求められる内容:
以下の行をすべて、「Target」を「Label」に変え、ほかは変えずに書き直すこと。画像は答えに含めない。

対象の行:

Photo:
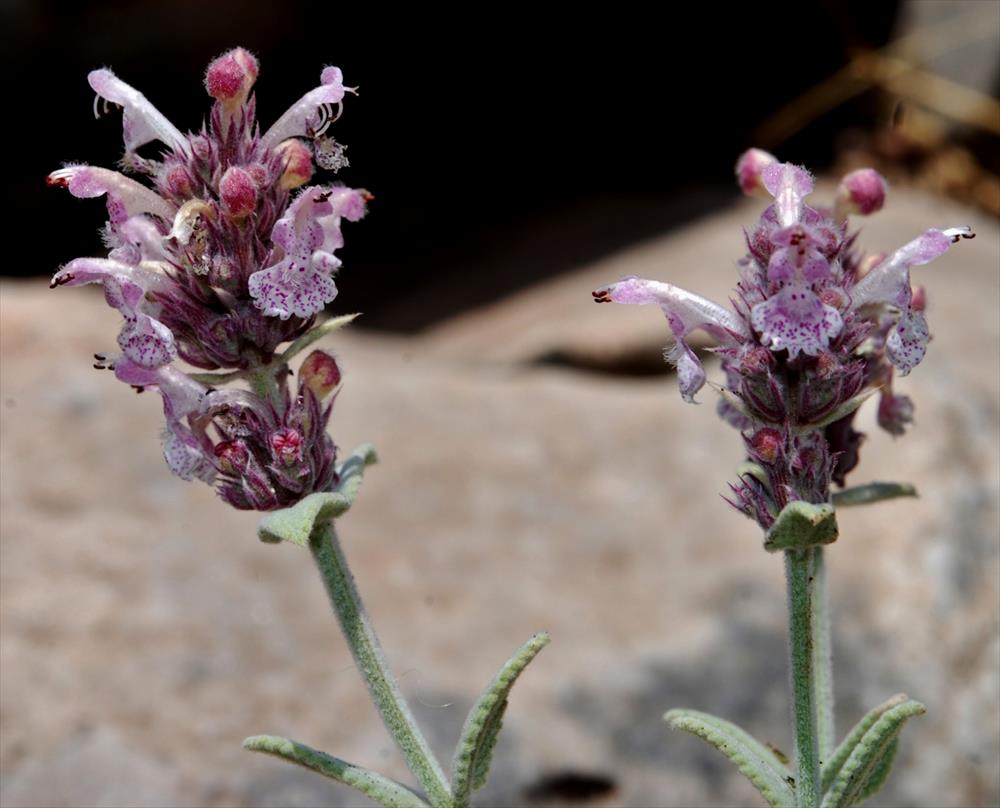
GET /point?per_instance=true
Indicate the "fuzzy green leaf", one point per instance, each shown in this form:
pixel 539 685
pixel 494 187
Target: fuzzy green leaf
pixel 862 761
pixel 801 525
pixel 842 411
pixel 754 760
pixel 872 492
pixel 295 524
pixel 482 726
pixel 372 784
pixel 880 772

作業結果:
Photo:
GET /point?per_instance=true
Indicate the "fuzzy green leaf", one point per instance, each shown in this form:
pixel 539 685
pixel 494 187
Label: fuzzy green leaf
pixel 862 761
pixel 801 525
pixel 842 411
pixel 754 760
pixel 872 492
pixel 295 524
pixel 482 726
pixel 372 784
pixel 880 772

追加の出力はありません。